* WORK ITEM A *
From the piece about Hitchcock's "The Birds," extract word for word the passage that begins with "As the movie" and ends with "thing about eyes.".
* WORK ITEM B *
According to the piece about Hitchcock's "The Birds," why did Hitchcock choose Bodega Bay as the setting for the film? Answer in one to three sentences.

*** SOURCE DOCUMENT ***

As the movie progressed, the attacks from our fine feathered friends became more frequent and vicious. If you dare to watch the movie at some point in time you may want to close your eyes when Mitch's mother visits a neighbor friend. It isn't a pretty sight. Then, there was the scene after the crows attacked the children as they left the schoolhouse. Mitch finds the school teacher(played by Suzanne Pleshette) laying on the ground outside her home. Let's just say the birds have a thing about eyes.

They seemed to defy the idea that birds of a feather flock together only. These were no mere random acts or isolated incidents. Their maneuvers gave the appearance of being coordinated with one prime objective--punish man. The movie doesn't come right out and say that. Hitchcock leaves that up to us to figure out. At the climax of the movie, when Mitch and his family along with Melanie are forced to leave their battered home, one of the birds takes a parting shot with a peck to Mitch's hand as if to say, "It isn't over. It's only the beginning."

This was the premise of Hitchcock's first horror/fantasy film that scared audiences back in the early sixties. Bodega Bay was the setting he chose. It is a real place 1 1/2 hours north of San Francisco at the southern end of the rugged and beautiful Sonoma Coast. Hitchcock chose it because of its foggy weather and mystical landscape, which at that time was subdued and open. It has been over sixty years since the movies release and the Visitor Center in Bodega Bay receives thousands of Hitchcock fans every year. When you mention the movie to the receptionist, she will give you a sheet of paper listing all the points of interest and locations.

 

Although the original Tides Restaurant and Bar was destroyed by a fire in February of 1968, you can visit the newer Tides, which was built in its place--a complex with a snack bar, gift shop, seafood store, an elegant restaurant with a spectacular view of the harbor, and an inn. The old pier where Melanie was first attacked is still there. The farm house and the dock across the bay where Mitch lived all burned down in the late 60's. The old Potter School is the only original building used in the movie that stands to this day, and you won't find it in Bodega Bay. It is located some six miles inland in the town of Bodega. The schoolhouse was an abandoned building when it was first discovered by Hitchcock and rebuilt for the movie. Years later, it became a bed and breakfast, but now is a private residence. You can take pictures of it, but no longer able to tour it. You could politely ask the present owner, but the response may not be polite one--I read that in a review. The school teacher's house next to the schoolhouse was only a facade built for the movie.



I was just a young man entering my teens in 1963 when "The Birds" made its debut. The movie has since been a favorite. Hitchcock's spellbinding masterpiece has had an effect on my psyche. Whenever I see birds massing together I wonder, "Could this be it." There is a passage from the book of Revelation in the Bible that speaks of the birds being called to a great evening meal of God where they will eat the flesh of men. I wonder if Alfred had this text in mind when he was first inspired to write the script and storyboards?

*** DATA PROVIDED ***

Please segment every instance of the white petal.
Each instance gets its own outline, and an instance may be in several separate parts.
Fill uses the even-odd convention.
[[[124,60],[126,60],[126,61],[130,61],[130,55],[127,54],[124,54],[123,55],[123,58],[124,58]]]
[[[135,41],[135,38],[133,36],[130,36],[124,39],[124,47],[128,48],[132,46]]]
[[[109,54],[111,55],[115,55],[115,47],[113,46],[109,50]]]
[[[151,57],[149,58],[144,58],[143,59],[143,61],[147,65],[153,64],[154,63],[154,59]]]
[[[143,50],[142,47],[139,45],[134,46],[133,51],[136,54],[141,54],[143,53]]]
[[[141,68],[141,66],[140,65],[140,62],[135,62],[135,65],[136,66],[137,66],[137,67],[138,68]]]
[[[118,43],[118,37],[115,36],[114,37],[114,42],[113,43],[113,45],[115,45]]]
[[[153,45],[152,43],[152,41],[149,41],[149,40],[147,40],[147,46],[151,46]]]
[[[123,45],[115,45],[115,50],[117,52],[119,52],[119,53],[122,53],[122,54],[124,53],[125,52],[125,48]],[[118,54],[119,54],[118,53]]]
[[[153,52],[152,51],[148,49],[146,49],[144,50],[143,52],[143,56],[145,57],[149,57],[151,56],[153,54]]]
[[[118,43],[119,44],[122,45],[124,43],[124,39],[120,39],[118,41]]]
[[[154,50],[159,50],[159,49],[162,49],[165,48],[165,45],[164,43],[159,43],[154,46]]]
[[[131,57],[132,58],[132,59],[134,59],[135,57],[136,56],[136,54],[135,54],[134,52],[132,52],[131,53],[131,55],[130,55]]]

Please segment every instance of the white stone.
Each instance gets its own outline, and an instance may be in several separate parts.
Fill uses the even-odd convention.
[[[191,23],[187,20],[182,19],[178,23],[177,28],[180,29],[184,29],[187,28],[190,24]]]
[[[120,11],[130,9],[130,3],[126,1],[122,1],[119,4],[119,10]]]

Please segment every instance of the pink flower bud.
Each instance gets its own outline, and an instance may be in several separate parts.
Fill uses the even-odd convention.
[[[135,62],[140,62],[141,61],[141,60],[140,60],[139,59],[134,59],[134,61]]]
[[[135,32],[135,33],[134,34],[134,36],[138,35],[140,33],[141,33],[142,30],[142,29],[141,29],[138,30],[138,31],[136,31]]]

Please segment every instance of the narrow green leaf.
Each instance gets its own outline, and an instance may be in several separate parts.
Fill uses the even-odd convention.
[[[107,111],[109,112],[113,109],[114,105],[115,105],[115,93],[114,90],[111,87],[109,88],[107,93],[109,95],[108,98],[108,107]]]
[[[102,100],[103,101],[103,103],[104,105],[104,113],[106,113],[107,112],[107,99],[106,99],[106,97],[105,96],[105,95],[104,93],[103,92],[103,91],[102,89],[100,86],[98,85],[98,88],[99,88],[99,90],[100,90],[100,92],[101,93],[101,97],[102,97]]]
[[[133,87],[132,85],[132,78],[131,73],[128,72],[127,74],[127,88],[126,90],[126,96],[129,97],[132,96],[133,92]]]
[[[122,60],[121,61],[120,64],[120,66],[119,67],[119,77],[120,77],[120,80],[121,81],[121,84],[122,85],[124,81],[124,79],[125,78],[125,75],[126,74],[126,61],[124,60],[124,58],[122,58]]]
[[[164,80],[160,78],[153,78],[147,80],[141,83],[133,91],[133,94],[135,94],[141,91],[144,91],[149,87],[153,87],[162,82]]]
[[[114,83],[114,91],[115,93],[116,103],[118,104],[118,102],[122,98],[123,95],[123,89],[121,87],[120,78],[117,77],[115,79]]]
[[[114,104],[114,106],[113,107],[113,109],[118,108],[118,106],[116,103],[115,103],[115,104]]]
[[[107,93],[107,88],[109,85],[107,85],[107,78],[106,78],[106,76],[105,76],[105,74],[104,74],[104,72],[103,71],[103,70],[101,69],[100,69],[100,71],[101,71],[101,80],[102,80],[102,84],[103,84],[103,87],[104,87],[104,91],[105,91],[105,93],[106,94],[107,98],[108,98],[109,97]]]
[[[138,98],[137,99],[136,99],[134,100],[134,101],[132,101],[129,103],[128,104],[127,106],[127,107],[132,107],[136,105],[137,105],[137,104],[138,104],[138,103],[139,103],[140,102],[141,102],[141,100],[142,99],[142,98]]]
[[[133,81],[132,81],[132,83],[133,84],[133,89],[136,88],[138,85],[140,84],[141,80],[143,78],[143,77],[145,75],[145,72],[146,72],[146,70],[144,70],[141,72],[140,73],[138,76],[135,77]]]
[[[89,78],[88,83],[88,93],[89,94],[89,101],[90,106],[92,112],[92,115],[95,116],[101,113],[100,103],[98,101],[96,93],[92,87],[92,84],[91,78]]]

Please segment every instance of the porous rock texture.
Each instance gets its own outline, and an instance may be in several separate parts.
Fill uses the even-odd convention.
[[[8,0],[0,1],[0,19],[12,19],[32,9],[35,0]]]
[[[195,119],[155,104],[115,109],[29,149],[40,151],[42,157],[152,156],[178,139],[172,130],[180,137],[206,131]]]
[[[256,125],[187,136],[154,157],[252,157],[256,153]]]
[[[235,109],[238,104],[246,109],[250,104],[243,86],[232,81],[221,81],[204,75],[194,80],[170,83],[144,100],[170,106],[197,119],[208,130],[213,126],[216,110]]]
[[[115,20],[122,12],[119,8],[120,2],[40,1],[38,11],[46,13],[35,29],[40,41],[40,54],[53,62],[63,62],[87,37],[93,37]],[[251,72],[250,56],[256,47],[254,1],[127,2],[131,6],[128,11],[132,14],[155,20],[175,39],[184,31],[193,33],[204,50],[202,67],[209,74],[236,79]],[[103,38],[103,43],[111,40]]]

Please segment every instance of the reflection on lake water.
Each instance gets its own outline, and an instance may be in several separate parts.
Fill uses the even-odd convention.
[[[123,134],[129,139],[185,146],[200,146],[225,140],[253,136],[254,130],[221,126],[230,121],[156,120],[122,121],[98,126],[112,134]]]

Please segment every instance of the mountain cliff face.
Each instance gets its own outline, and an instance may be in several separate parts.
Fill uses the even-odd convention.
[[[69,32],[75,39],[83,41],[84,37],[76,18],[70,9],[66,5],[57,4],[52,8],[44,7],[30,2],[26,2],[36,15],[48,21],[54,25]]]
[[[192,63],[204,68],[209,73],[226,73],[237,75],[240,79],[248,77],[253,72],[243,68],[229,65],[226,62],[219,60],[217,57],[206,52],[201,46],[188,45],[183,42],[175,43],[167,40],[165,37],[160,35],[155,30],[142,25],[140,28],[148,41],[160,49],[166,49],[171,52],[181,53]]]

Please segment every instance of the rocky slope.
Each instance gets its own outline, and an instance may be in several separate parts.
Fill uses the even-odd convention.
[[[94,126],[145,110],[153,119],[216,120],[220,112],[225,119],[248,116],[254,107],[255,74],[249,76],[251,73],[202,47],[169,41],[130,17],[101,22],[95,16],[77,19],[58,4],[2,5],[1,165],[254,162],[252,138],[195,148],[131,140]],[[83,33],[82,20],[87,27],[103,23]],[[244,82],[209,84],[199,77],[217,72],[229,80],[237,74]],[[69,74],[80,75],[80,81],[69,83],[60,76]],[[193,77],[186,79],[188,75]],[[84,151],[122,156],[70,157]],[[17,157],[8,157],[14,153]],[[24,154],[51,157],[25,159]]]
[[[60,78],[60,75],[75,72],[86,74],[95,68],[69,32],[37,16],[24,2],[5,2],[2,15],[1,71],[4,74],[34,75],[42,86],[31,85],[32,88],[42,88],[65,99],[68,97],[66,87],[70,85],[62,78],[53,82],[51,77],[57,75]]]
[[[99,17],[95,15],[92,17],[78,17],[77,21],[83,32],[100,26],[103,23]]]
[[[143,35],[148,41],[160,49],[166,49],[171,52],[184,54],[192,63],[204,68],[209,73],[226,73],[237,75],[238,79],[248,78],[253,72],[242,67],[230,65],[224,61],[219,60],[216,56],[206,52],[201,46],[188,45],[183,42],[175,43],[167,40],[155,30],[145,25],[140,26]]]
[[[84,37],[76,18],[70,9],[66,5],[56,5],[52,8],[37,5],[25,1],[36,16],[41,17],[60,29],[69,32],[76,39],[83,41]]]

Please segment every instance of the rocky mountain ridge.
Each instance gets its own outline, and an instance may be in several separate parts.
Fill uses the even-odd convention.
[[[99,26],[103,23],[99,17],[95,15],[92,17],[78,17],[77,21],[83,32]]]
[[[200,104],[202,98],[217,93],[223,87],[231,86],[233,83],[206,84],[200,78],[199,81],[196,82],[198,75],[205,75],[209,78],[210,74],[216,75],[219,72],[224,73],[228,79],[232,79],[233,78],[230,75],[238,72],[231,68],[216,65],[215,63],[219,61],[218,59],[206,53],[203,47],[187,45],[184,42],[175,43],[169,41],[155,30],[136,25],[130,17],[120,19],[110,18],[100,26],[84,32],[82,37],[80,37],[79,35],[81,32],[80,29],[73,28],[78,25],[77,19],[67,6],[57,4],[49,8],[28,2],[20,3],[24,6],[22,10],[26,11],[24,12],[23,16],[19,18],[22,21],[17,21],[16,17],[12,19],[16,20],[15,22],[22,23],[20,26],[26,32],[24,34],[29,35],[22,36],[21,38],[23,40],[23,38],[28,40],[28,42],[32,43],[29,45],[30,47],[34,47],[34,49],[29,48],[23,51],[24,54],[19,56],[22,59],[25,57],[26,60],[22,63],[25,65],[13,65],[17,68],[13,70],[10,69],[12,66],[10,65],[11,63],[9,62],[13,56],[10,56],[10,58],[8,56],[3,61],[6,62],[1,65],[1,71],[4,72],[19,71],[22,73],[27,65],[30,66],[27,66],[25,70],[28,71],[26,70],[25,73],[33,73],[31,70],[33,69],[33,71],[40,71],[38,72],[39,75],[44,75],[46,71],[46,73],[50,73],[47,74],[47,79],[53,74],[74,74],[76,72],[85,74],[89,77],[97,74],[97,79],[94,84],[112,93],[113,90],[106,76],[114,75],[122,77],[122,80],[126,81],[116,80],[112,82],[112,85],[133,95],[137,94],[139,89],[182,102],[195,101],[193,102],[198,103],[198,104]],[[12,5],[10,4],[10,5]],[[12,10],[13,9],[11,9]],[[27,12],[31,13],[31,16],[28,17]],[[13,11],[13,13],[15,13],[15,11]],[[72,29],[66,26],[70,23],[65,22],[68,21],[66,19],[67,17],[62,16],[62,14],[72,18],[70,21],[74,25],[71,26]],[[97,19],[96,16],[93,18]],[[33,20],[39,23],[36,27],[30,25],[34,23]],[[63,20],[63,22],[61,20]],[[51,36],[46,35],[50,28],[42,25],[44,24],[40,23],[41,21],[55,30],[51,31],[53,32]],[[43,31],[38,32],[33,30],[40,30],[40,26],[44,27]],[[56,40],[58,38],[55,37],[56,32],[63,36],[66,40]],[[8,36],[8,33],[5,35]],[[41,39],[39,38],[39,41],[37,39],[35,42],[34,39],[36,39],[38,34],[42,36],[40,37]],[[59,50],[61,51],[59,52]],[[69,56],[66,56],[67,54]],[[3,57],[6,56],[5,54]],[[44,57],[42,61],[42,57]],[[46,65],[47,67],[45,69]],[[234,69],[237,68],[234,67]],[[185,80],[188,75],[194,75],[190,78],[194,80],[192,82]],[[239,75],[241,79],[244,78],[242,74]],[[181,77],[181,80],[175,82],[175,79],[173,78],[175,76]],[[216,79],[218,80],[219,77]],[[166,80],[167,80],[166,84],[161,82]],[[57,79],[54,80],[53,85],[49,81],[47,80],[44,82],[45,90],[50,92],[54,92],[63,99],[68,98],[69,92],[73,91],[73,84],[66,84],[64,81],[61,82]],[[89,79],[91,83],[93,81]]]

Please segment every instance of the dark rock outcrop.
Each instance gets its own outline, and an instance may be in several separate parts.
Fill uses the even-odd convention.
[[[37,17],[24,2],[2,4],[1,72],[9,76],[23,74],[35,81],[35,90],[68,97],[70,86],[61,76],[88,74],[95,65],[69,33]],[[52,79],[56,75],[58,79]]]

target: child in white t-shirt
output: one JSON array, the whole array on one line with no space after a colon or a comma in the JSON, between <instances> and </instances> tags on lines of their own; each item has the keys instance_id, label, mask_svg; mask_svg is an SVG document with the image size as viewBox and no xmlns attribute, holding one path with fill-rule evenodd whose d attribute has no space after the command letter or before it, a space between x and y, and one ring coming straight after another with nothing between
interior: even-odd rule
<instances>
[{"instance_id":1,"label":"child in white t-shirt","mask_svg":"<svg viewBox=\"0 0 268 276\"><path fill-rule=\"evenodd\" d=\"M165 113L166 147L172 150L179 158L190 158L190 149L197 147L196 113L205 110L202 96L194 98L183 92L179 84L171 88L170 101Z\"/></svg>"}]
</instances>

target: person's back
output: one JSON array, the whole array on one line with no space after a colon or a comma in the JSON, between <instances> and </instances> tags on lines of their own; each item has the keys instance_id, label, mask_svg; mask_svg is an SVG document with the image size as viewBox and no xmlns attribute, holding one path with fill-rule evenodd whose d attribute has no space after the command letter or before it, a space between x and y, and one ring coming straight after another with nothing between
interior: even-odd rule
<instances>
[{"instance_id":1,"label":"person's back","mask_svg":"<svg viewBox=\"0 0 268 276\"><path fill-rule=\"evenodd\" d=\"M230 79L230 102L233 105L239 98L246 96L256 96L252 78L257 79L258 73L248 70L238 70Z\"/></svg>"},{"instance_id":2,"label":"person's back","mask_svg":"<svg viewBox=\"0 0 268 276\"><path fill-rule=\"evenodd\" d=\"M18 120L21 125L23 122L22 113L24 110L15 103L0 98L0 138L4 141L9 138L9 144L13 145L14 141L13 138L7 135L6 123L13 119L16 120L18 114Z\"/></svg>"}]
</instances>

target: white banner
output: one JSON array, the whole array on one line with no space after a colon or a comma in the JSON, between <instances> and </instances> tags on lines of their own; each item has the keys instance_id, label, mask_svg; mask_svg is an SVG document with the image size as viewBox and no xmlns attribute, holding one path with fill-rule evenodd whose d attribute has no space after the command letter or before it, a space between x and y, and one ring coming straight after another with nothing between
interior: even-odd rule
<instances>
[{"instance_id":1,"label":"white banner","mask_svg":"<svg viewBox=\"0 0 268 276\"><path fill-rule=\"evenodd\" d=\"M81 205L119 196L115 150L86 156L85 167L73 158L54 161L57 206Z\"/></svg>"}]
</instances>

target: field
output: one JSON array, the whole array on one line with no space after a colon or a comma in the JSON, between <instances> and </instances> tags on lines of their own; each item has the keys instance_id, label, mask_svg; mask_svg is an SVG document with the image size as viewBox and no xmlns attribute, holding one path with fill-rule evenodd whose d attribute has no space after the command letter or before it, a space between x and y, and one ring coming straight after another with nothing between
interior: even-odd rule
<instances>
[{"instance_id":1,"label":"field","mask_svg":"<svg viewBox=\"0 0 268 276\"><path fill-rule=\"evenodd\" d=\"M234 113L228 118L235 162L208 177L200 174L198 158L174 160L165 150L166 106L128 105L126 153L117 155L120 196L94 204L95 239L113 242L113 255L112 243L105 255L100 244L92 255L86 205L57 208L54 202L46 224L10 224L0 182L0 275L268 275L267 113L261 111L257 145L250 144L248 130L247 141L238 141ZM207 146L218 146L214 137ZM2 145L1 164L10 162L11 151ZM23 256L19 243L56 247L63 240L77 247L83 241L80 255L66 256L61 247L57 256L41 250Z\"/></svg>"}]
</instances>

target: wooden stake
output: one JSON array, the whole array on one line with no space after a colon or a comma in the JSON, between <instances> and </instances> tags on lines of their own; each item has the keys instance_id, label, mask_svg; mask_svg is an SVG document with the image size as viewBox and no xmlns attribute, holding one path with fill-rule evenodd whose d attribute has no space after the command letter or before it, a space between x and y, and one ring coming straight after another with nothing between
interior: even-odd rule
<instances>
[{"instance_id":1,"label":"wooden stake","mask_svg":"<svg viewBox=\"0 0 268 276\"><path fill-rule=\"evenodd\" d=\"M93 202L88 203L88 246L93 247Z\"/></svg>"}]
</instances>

***

* EXERCISE ANSWER A *
As the movie progressed, the attacks from our fine feathered friends became more frequent and vicious. If you dare to watch the movie at some point in time you may want to close your eyes when Mitch's mother visits a neighbor friend. It isn't a pretty sight. Then, there was the scene after the crows attacked the children as they left the schoolhouse. Mitch finds the school teacher(played by Suzanne Pleshette) laying on the ground outside her home. Let's just say the birds have a thing about eyes.

* EXERCISE ANSWER B *
Hitchcock chose Bodega Bay for its foggy weather and mystical landscape. At that time, the landscape was subdued and open.